▶ EXTRACTED TEXT:
Perform the recovery

After you have identified a reference master, you need to copy the master data to the replacement master node. You need to bring the Kudu clusters down. Therefore, identify at least a one-hour maintenance window for this task.

  1. Format the data directory on the replacement master machine using the previously recorded UUID of the dead master. Use the following command sequence:
    $ sudo -u kudu kudu fs format --fs_wal_dir=<master_wal_dir> [--fs_data_dirs=<master_data_dir>] --uuid=<uuid>
    master_data_dir

    The replacement master’s previously recorded data directory.

    uuid

    The dead master’s previously recorded UUID.

    For example:
    $ sudo -u kudu kudu fs format --fs_wal_dir=/data/kudu/test/wal --fs_data_dirs=/data/kudu/test/data --uuid=80a82c4b8a9f4c819bab744927ad765c
  2. Copy the master data to the replacement master with the following command:
    $ sudo -u kudu kudu local_replica copy_from_remote --fs_wal_dir=<master_wal_dir> [--fs_data_dirs=<master_data_dir>] <tablet_id> <reference_master>
    master_data_dir

    The replacement master’s previously recorded data directory.

Stored data
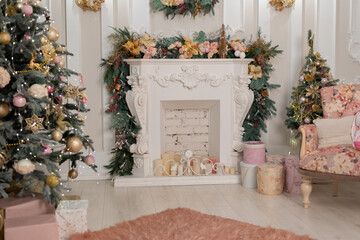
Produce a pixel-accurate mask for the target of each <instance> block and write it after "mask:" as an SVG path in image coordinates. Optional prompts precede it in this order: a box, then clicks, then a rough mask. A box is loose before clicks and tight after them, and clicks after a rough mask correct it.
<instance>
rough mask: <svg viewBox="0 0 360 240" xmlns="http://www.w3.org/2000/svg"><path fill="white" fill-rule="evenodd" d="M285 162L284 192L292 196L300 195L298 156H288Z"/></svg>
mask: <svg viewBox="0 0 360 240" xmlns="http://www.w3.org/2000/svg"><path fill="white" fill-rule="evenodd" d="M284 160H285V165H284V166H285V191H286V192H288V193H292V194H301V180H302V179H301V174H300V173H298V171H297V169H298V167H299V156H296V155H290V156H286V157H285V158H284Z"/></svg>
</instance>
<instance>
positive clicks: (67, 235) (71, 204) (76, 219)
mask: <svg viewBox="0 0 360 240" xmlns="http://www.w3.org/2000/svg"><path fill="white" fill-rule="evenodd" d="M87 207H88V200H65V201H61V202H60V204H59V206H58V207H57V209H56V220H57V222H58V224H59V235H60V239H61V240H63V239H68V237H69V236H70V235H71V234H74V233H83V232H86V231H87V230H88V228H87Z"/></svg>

--

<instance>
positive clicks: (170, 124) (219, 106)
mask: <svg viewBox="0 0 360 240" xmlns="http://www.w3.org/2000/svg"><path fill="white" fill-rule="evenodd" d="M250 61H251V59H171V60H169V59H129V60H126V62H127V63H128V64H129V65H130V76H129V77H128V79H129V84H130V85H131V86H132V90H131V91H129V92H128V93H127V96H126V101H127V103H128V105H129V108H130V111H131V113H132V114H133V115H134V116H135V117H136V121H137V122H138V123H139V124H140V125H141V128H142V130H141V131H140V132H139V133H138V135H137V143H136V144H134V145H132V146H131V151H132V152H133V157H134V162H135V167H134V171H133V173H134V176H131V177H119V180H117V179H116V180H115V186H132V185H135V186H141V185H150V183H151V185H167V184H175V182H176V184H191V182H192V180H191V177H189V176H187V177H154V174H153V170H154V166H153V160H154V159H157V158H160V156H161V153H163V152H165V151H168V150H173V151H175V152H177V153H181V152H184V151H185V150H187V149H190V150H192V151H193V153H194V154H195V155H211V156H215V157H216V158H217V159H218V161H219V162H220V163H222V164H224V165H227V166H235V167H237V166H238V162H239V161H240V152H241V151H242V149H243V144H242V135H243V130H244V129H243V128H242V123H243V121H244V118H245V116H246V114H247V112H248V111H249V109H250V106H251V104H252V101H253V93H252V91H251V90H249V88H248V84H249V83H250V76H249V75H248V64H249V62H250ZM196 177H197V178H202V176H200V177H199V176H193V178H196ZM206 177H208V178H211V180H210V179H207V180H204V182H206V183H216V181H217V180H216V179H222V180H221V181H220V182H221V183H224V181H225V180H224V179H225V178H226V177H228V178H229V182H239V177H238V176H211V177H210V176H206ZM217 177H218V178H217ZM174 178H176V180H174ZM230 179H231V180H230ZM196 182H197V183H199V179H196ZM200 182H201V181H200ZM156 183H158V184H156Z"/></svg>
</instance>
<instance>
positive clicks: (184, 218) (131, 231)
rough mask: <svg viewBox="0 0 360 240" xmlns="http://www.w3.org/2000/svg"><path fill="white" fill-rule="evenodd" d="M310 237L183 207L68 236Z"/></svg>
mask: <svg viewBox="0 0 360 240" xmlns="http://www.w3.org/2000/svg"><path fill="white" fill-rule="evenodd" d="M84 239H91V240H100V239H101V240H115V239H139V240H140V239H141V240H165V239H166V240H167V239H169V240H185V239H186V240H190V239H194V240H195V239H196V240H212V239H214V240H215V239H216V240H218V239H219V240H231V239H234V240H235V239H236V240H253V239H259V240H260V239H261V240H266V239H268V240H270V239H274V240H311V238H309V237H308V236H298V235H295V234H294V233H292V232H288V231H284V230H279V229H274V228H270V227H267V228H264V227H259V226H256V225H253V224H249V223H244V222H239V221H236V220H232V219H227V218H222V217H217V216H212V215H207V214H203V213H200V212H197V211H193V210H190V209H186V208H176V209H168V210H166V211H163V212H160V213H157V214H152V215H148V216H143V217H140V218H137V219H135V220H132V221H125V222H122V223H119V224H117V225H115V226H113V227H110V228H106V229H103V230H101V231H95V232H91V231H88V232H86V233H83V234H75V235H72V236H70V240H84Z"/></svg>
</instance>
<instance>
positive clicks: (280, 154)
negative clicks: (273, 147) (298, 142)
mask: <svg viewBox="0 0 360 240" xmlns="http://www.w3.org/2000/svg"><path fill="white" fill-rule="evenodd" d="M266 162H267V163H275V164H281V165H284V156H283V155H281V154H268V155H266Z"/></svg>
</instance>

▶ SET OF TASKS:
1. From the Kudu master recovery steps, pull out the passage starting at "After you have" and ending at "for this task.".
2. Copy the lines of the records starting at the line containing "Produce a pixel-accurate" and ending at the line containing "162L284 192L292 196L300".
The text and the records have nothing to do with each other.

▶ RESPONSES BY TASK:
1.
After you have identified a reference master, you need to copy the master data to the replacement master node. You need to bring the Kudu clusters down. Therefore, identify at least a one-hour maintenance window for this task.

2.
Produce a pixel-accurate mask for the target of each <instance> block and write it after "mask:" as an SVG path in image coordinates. Optional prompts precede it in this order: a box, then clicks, then a rough mask. A box is loose before clicks and tight after them, and clicks after a rough mask correct it.
<instance>
rough mask: <svg viewBox="0 0 360 240" xmlns="http://www.w3.org/2000/svg"><path fill="white" fill-rule="evenodd" d="M285 162L284 192L292 196L300 195L298 156H288Z"/></svg>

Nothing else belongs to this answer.